PASSAGE TO READ:
::::

# Reading Scripture with the Church Fathers (Hall)



## RamistThomist (Nov 1, 2014)

by Christopher A. Hall (IVP).

The book turned out much better than I expected it to be. The author avoided anachronisms and the scope of the text, while very limited, skillfully outlined the Church Fathers' (more on that elusive term later) handling of Scripture.

Christopher Hall argues that Evangelicals should make the Church Fathers routine conversation partners in our interpretation of Scripture. Not to make them the last word, since much of their exegesis is rather forced, but because a regular *re*reading of the Church Fathers provides an important epistemological service: it forces us to examine our own presuppositions and culture as we come to the text.

What is a Church Father? Admittedly, any definition of this term is somewhat arbitrary. Hall summarizes the definition along the lines of someone who has received traditional teaching (Hall 50; cf Irenaeus) and faithfully preserved conciliar conclusions. A Church father must have antiquity, holiness of life (although this can be stretched when it comes to things like temper and gentleness) and orthodox doctrine. Granted, a number of questions are begged at this point, but we must move on.

Hall then survey eight fathers: four Eastern (Athanasius, Nazianzus, Basil, and Chrysostom) and four Western (Ambrose, Augustine, Jerome, and Gregory the Great) and points the reader to certain works. Much of this section is a summary of what you would find in textbooks on the Nicene and post-Nicene period. I won't go into it here. 

He then contrasts the allegorizing of Alexandria with the more literal approach of Antioch. 

Of course, the fathers aren't infallible. Further, we should be wary of stretching the Patrum Consensus beyond what it can hold.

::::

RECORDED INFORMATION:
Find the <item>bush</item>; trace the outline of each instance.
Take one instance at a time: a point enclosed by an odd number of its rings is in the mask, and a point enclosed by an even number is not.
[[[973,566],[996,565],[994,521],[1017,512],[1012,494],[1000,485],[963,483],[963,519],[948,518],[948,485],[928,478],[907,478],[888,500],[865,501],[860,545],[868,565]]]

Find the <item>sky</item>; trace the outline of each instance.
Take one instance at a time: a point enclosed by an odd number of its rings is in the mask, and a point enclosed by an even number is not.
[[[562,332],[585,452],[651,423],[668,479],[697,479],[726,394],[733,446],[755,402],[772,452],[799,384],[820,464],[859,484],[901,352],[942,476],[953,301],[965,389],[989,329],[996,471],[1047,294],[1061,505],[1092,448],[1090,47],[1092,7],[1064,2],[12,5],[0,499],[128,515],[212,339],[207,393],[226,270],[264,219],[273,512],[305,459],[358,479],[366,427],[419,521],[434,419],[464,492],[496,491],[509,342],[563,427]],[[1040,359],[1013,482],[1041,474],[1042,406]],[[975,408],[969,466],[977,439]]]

::::

EXERCISE 1: From the book review, render the sentence "He then contrasts the allegorizing of Alexandria with the more literal approach of Antioch." into Spanish.
EXERCISE 2: Continue the book review from its final sentence onward.

ANSWER 1: Luego contrasta la alegorización de Alejandría con el enfoque más literal de Antioquía.

ANSWER 2:
What can we take from the Church Fathers? Unlike modern academic tendencies, they did not divorce the reading of Scripture and the doing of theology from liturgy (happily, with the coming demise of the German-based post-graduate system in America, we might be approaching a period when this is possible).

Even more, the Fathers had mnemonic powers that Americans can only dream of. This allowed them to be remarkably sensitive to motifs in Scripture that a concordance might miss. While Hall doesn't cover this, to be a bishop in the ancient church one must have memorized the entire Psalter. (And later, to be a Cossack warrior in Russia one must also have memorized the Psalter. When you get captured by Muslimists chanting the Psalter would help you endure torture).

And to be honest, if you want to memorize large chunks of Scripture, you probably need to chant it. Not recite it nor re-read it, but chant it. That's likely why John Chrysostom had the entire Bible memorized. 

As a whole the book is outstanding. Some repetition and for those who have read widely on the Nicene debates, parts of the book can be skipped. On the other hand, this is probably the best introduction to the Church Fathers.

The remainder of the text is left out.